> Excerpt provided
----------

Both have practically the same frame dimensions, the same exact magazine capacity, the same frame, and slide material, the same SA/DA trigger pull weight, and the same number of rifling grooves and rifling length of twist. Even the calibers they can use are the same.
And they both have the same accessory rail for laser and flashlight attachments.
The only real differences between them are their barrel, slide, and sight radius lengths. So what gives?
If you haven’t been following our series of handgun showdowns, you might want to. In round 1, we discussed the differences between the Glock 22 and the Glock 23. Both are practically the same pistols chambered for the .40 S&W. The only things different between them are their barrel and slide lengths and their magazine capacity.
Well, for this round – SIG P226 vs. SIG P229, both SIG Sauer pistols being compared have the same magazine capacity despite one being a tad smaller than the other. But both pistols can be bought chambered in one of three different handgun calibers: 9mm, .357 SIG, and .40 S&W. That’s what’s so different this time.
Let’s say you’re a first-time buyer, and you’ve read somewhere on the Interwebz that these SIG pistols (particularly the full-size P226) used to be the standard sidearm for the Navy SEALs and you decided you want one (even when you know that for some odd reason, the Navy SEALs replaced them with the Glock 19).
You browse through SIG Sauer’s website and find out that the P226 has a smaller compact brother (technically, “compact” in these contexts is incorrect — it’s supposed to be labeled “mid-size”) called the P229. Now you’re getting confused — which one would you buy if both are practically the same pistols, both have the same round count and both are priced the same?
We all know that a handgun with longer slide and a longer barrel will have a relatively softer recoil, and better recoil control will result to faster re-acquisition of sights and faster follow-up shots. A longer sight radius will also result in more accurate shots.

----------

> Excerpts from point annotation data
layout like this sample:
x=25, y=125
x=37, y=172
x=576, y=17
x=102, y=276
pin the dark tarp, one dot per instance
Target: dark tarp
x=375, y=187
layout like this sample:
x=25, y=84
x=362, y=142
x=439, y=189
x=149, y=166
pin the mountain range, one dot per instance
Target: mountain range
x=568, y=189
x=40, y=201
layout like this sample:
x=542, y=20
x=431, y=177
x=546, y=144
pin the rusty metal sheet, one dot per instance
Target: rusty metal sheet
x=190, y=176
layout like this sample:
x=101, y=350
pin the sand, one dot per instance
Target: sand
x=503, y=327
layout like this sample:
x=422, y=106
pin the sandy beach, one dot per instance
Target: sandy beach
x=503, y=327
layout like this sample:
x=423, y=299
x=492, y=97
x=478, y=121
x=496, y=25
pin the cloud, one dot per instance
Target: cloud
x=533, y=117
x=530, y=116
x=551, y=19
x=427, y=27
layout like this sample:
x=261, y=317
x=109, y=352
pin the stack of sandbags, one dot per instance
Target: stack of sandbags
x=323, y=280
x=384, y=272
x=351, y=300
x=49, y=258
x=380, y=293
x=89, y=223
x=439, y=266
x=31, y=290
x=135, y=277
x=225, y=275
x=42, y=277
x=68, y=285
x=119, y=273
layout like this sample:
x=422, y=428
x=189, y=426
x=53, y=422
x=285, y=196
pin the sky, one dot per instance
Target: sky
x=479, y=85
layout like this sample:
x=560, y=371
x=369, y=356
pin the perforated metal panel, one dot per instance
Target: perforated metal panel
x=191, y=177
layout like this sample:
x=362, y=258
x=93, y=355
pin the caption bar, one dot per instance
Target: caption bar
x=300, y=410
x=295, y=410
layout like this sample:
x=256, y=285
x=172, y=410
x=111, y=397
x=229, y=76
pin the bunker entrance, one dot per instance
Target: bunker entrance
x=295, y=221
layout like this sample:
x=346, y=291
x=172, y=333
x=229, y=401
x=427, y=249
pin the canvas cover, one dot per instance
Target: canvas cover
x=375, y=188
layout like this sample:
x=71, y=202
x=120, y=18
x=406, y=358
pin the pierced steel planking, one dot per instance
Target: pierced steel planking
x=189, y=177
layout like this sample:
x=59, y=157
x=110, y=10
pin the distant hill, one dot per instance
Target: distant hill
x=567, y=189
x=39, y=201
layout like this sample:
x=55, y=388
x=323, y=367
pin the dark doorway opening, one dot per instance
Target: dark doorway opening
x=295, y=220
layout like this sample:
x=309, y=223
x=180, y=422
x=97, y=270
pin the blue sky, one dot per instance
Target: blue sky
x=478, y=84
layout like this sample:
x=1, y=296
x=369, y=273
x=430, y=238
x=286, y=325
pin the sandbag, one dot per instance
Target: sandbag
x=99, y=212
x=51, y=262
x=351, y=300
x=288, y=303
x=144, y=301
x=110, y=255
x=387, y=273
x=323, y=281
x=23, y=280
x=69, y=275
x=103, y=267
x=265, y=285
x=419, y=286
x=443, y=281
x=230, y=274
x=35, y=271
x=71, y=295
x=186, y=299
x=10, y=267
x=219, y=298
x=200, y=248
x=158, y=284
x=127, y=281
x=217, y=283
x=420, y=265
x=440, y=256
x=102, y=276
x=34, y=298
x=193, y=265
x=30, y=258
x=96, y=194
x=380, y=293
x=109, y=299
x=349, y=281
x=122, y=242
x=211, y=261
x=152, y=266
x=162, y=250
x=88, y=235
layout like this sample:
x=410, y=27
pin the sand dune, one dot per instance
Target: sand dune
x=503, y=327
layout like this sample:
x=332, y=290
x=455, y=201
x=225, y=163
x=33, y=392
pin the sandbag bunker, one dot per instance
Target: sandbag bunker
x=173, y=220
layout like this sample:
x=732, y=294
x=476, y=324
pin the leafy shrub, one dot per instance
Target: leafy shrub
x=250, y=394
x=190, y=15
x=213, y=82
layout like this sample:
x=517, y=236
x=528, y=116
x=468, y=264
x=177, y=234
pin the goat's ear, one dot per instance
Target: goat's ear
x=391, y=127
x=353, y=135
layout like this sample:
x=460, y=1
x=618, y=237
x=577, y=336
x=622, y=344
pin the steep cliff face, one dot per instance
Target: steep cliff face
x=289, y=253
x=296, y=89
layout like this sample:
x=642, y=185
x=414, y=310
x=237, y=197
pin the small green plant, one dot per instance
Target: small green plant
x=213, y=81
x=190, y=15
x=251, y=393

----------

> Tasks to perform
a. Name every pistol model mentioned in the handgun comparison.
b. According to the handgun comparison, which pistol replaced the SIG pistols as the Navy SEALs' sidearm?
c. Please continue the handgun comparison from its last sentence.

> Answer set
a. Glock 22, Glock 23, SIG P226, SIG P229, Glock 19

b. The Glock 19.

c.
But we also know that a shorter grip won’t print easily, so guns with shorter grips will be easier to carry concealed.
So it looks like the P226 has two things going for it, while the P229 only has one. Does this mean the P226 is going to be the better option? Let’s find out.
Just so you’ll have an easier time deciding, let’s see how having a longer slide and barrel and more weight will favor the P226 as far as recoil control in all of the three handgun calibers it will chamber.
When a hammer-fired semi-automatic handgun’s trigger is pulled, the spring-loaded hammer is released by the trigger’s sear to hit the firing pin which strikes the chambered cartridge’s primer. The primer then ignites the powder charge in the cartridge.
The powder burns quickly, creating an astronomically high amount of pressure (take note of this part) which results in the bullet being pushed out the only available direction — towards the muzzle.
As the bullet is pushed out of the cartridge and out of the muzzle, it pushes the slide in the opposite direction — towards the person holding the gun (take note of this part too). The slide absorbs some of the force of recoil by ejecting the empty cartridge and re-cocking the hammer.
The recoil spring won’t let the slide rest in its rearward position so it pushes the slide forward (or it pulls it back to its original position, whichever way you want to look at it), and on its way to full battery the slide snags a fresh cartridge protruding from the lip of the magazine and pushes it into the chamber, thus completing the whole cycle. The handgun is then ready for another shot.
This astronomically high amount of pressure varies across different handgun calibers. This pressure sets four things in motion at the same time (but because our human senses can only perceive too many things happening at once, we see it in this sequence):
Because this pressure varies depending on a few things, let’s look at how each of the handgun calibers would recoil when fired from either handgun.
|Caliber||9mm||.357 SIG||.40 S&W|
|Bullet Weight (in gr.)||115||125||165|
|Muzzle Velocity (in fps)||1,300||1,500||1,130|
|Powder Charge Weight (in gr.)||7.2||7||7.5|
|SIG P226 Weight (in oz.)||34.4||34.4||34.4|
|SIG P229 Weight (in oz.)||29.6||29.6||29.6|
|SIG P226 Recoil Velocity (in fps)||12.33||14.78||14.88|
|SIG P226 Recoil Energy (in ft.lbf)||5.08||7.3||7.4|
|SIG P229 Recoil Velocity (in fps)||14.32||17.18||17.29|
|SIG P229 Recoil Energy (in ft.lbf)||5.9||8.49||8.6|
From the table above, we can see that a bullet’s weight and velocity and the powder charge used are all directly proportional to both recoil. The heavier a bullet and the more powder charge used to send it flying at higher velocities, the more the gun recoils.
We can also see that the weight of a firearm is inversely proportional to recoil. The heavier a gun is, the less it recoils.
For all the people out there who have trouble with Physics or Math, I created some charts to better illustrate these points.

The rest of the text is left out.